═══ Отрывок со страницы

Глава первая. НЕДЕЙСТВУЮЩАЯ ИСПОЛНИТЕЛЬНАЯ ВЛАСТЬ

 

Могло ли такое 20 июня каким-нибудь образом "привести в действие" парализованную исполнительную власть? Совсем наоборот, везде высказывается огромное сочувствие тяжко оскорбленному королю, оно выражается в адресах, петициях - в "Петиции двадцати тысяч жителей Парижа" и ей подобных; происходит решительное соединение вокруг трона.

Казалось, что король Людовик мог бы как-то использовать такое настроение. Однако он не делает из него ничего, даже не пытается сделать; взоры его обращены вдаль, преимущественно в Кобленц: симпатия и поддержка у себя дома его не интересуют.

══════

_Задания для выполнения_
[A] Перечислите все имена собственные людей и мест в отрывке о Людовике в той грамматической форме, в какой они стоят в тексте.
[B] Воспроизведите дословно часть отрывка о Людовике: начните со слов, в которых есть «Могло ли такое», и остановитесь после слов «соединение вокруг трона.».

═══ Записи

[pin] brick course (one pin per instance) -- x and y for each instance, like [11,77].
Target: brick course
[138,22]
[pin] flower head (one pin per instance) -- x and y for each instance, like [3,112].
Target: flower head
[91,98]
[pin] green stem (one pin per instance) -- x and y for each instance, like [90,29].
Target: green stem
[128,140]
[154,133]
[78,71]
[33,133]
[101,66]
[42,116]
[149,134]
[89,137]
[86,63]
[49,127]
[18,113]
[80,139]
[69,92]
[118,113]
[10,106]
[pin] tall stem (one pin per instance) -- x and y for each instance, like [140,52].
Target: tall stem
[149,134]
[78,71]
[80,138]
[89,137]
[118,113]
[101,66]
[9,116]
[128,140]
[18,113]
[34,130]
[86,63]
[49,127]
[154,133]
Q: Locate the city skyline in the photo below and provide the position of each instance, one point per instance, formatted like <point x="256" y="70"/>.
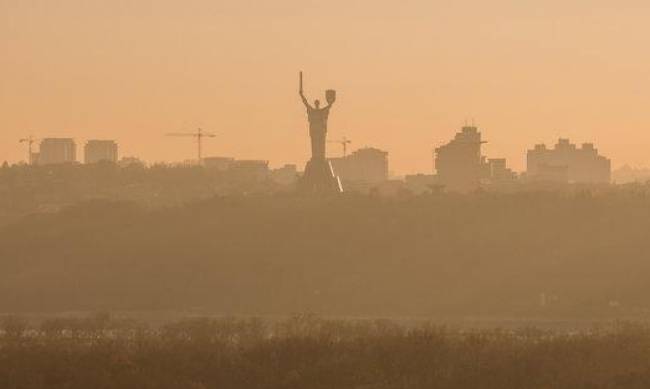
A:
<point x="408" y="78"/>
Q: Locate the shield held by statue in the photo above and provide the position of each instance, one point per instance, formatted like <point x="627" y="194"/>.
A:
<point x="330" y="96"/>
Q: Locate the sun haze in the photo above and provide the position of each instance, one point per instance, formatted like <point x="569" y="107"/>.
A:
<point x="407" y="75"/>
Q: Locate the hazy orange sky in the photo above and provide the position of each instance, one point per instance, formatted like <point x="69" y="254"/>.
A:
<point x="407" y="73"/>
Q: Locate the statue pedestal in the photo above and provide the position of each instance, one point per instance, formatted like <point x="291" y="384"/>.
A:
<point x="319" y="178"/>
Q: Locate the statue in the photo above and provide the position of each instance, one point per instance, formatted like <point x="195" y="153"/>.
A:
<point x="319" y="176"/>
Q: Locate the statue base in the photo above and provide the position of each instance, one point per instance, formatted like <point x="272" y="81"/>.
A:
<point x="319" y="178"/>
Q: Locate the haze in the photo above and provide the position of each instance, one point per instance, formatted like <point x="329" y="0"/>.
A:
<point x="408" y="74"/>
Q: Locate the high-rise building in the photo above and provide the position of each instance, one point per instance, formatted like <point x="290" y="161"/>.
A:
<point x="567" y="162"/>
<point x="57" y="150"/>
<point x="100" y="151"/>
<point x="367" y="165"/>
<point x="459" y="164"/>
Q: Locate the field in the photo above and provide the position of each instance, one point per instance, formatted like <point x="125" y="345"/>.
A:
<point x="309" y="352"/>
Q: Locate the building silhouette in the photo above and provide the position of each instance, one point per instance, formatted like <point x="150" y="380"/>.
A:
<point x="365" y="166"/>
<point x="56" y="151"/>
<point x="96" y="151"/>
<point x="567" y="163"/>
<point x="285" y="175"/>
<point x="250" y="170"/>
<point x="218" y="163"/>
<point x="459" y="164"/>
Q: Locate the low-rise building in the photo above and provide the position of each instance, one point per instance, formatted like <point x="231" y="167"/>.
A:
<point x="97" y="151"/>
<point x="565" y="161"/>
<point x="57" y="151"/>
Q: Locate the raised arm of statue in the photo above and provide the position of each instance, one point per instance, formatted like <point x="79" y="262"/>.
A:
<point x="304" y="100"/>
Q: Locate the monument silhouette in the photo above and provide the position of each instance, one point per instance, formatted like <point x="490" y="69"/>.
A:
<point x="319" y="176"/>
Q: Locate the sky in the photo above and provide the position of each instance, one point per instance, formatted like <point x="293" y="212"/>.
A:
<point x="408" y="74"/>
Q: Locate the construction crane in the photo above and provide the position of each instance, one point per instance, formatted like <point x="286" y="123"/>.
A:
<point x="199" y="135"/>
<point x="30" y="141"/>
<point x="343" y="142"/>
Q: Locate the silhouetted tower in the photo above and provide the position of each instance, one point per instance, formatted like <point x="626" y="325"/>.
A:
<point x="343" y="142"/>
<point x="30" y="141"/>
<point x="199" y="135"/>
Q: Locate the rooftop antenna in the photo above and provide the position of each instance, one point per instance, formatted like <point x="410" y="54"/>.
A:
<point x="30" y="141"/>
<point x="199" y="135"/>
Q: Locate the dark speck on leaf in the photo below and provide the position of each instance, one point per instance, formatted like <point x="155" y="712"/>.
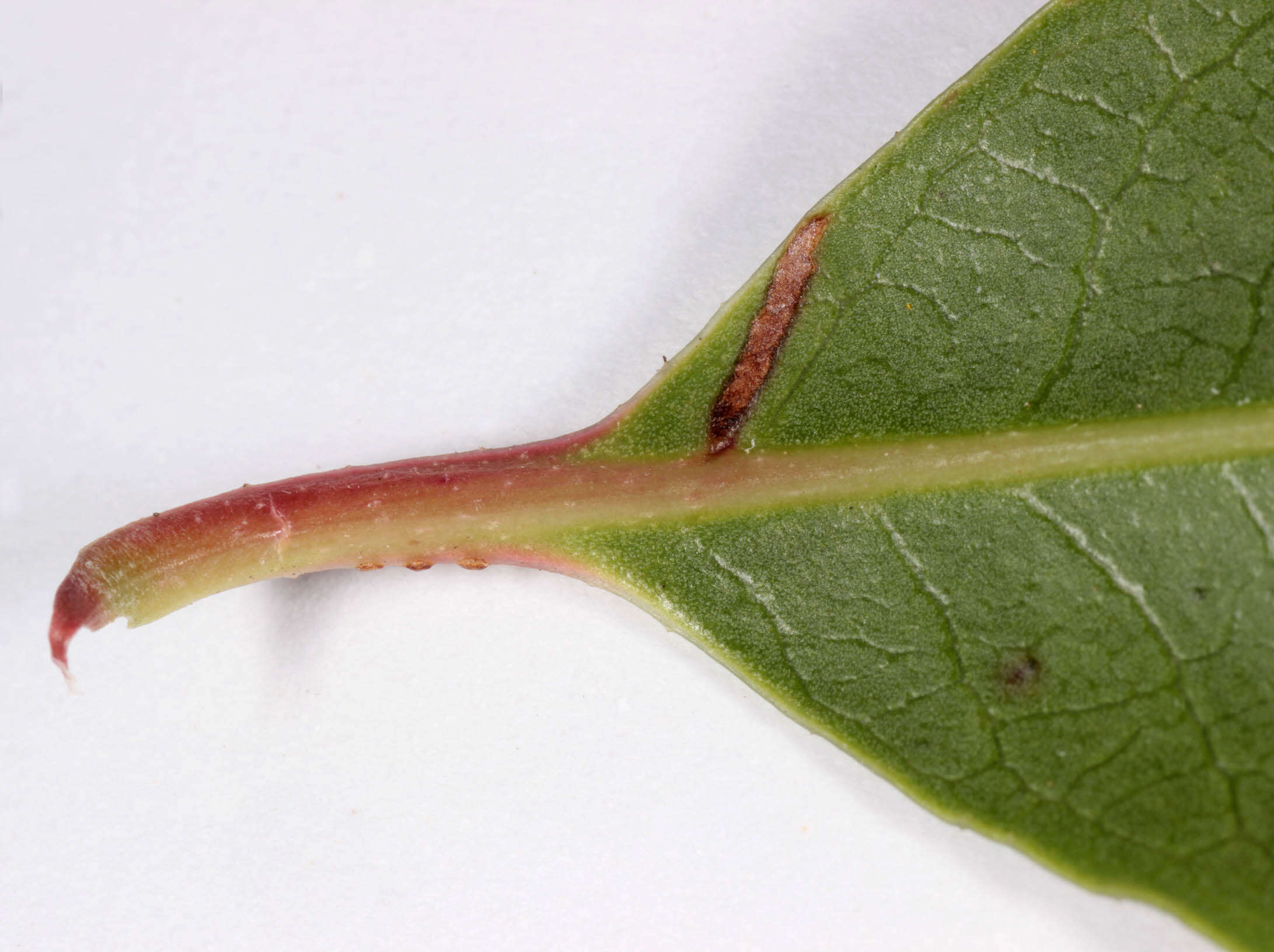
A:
<point x="1020" y="673"/>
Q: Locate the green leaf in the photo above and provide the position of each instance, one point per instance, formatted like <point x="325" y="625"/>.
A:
<point x="997" y="516"/>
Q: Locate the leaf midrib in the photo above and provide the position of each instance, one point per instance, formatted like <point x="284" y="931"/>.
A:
<point x="775" y="479"/>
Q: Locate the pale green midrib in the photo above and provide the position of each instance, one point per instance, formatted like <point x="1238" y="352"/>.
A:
<point x="794" y="478"/>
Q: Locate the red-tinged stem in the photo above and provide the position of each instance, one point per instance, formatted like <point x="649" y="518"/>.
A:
<point x="514" y="506"/>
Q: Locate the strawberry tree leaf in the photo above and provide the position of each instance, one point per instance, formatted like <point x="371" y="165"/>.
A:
<point x="975" y="477"/>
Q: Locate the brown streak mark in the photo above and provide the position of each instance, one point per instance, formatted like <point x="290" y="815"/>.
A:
<point x="766" y="337"/>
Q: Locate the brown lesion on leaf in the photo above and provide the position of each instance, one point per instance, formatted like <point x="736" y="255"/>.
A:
<point x="766" y="337"/>
<point x="1020" y="673"/>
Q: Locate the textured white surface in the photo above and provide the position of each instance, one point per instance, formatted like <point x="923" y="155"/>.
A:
<point x="244" y="241"/>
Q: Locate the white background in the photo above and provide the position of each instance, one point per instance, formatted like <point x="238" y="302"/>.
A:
<point x="245" y="241"/>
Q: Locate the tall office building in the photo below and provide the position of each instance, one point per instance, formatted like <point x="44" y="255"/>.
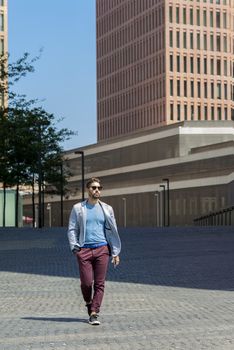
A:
<point x="162" y="62"/>
<point x="3" y="39"/>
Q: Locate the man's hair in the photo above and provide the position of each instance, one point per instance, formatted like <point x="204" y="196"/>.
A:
<point x="90" y="181"/>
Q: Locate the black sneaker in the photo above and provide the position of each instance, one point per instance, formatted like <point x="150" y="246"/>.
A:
<point x="89" y="308"/>
<point x="93" y="320"/>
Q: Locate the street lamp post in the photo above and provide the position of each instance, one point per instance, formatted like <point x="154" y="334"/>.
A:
<point x="125" y="211"/>
<point x="168" y="202"/>
<point x="82" y="171"/>
<point x="164" y="204"/>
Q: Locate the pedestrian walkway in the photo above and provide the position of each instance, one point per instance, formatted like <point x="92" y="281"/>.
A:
<point x="173" y="290"/>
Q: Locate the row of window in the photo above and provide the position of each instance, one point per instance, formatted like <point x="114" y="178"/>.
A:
<point x="182" y="112"/>
<point x="184" y="15"/>
<point x="201" y="89"/>
<point x="129" y="10"/>
<point x="198" y="65"/>
<point x="190" y="40"/>
<point x="127" y="56"/>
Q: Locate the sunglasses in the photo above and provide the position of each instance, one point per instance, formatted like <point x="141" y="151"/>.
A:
<point x="96" y="188"/>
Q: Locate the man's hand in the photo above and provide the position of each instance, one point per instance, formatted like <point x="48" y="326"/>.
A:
<point x="115" y="260"/>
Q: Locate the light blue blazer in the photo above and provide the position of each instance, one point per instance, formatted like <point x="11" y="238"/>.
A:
<point x="77" y="227"/>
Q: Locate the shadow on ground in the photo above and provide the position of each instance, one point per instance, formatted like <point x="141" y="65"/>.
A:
<point x="191" y="257"/>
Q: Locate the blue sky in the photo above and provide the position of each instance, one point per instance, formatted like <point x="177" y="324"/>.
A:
<point x="65" y="76"/>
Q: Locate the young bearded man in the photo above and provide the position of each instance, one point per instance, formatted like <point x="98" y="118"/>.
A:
<point x="93" y="237"/>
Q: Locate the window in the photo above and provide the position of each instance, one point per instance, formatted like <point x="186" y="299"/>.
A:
<point x="184" y="40"/>
<point x="177" y="15"/>
<point x="212" y="90"/>
<point x="191" y="65"/>
<point x="191" y="16"/>
<point x="219" y="91"/>
<point x="198" y="65"/>
<point x="191" y="40"/>
<point x="205" y="65"/>
<point x="211" y="19"/>
<point x="219" y="113"/>
<point x="177" y="39"/>
<point x="199" y="89"/>
<point x="205" y="41"/>
<point x="205" y="89"/>
<point x="184" y="16"/>
<point x="225" y="92"/>
<point x="171" y="38"/>
<point x="178" y="88"/>
<point x="218" y="67"/>
<point x="204" y="18"/>
<point x="185" y="64"/>
<point x="185" y="112"/>
<point x="178" y="112"/>
<point x="198" y="17"/>
<point x="171" y="111"/>
<point x="217" y="19"/>
<point x="211" y="42"/>
<point x="178" y="63"/>
<point x="198" y="41"/>
<point x="171" y="87"/>
<point x="185" y="88"/>
<point x="212" y="66"/>
<point x="192" y="88"/>
<point x="171" y="63"/>
<point x="170" y="14"/>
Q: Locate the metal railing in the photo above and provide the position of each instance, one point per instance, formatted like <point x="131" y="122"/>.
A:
<point x="222" y="217"/>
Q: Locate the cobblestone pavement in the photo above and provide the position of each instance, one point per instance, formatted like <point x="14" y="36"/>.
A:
<point x="173" y="290"/>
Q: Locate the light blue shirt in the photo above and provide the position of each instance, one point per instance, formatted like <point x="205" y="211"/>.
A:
<point x="95" y="224"/>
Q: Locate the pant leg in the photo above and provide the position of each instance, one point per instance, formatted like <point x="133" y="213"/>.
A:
<point x="100" y="264"/>
<point x="85" y="261"/>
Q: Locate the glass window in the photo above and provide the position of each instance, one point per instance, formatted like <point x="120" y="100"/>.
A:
<point x="191" y="40"/>
<point x="219" y="90"/>
<point x="192" y="88"/>
<point x="170" y="14"/>
<point x="184" y="40"/>
<point x="191" y="16"/>
<point x="178" y="63"/>
<point x="177" y="39"/>
<point x="185" y="64"/>
<point x="218" y="67"/>
<point x="212" y="90"/>
<point x="211" y="19"/>
<point x="198" y="41"/>
<point x="204" y="18"/>
<point x="198" y="17"/>
<point x="218" y="19"/>
<point x="177" y="15"/>
<point x="198" y="65"/>
<point x="184" y="16"/>
<point x="171" y="87"/>
<point x="205" y="41"/>
<point x="212" y="66"/>
<point x="185" y="88"/>
<point x="199" y="89"/>
<point x="171" y="38"/>
<point x="191" y="65"/>
<point x="218" y="43"/>
<point x="171" y="63"/>
<point x="178" y="88"/>
<point x="205" y="89"/>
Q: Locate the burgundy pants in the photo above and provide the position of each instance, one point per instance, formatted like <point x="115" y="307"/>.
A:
<point x="93" y="265"/>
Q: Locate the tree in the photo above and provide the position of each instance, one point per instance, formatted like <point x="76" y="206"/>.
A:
<point x="31" y="145"/>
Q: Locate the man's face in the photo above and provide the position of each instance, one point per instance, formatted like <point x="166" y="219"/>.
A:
<point x="94" y="190"/>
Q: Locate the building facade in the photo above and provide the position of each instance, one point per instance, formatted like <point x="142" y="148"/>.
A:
<point x="162" y="62"/>
<point x="196" y="157"/>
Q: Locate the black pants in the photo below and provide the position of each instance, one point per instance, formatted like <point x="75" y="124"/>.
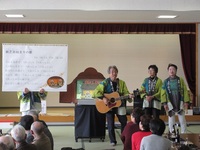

══════

_Ответы к заданиям_
[A]
Парижа
Людовик
Кобленц

[B]
Могло ли такое 20 июня каким-нибудь образом "привести в действие" парализованную исполнительную власть? Совсем наоборот, везде высказывается огромное сочувствие тяжко оскорбленному королю, оно выражается в адресах, петициях - в "Петиции двадцати тысяч жителей Парижа" и ей подобных; происходит решительное соединение вокруг трона.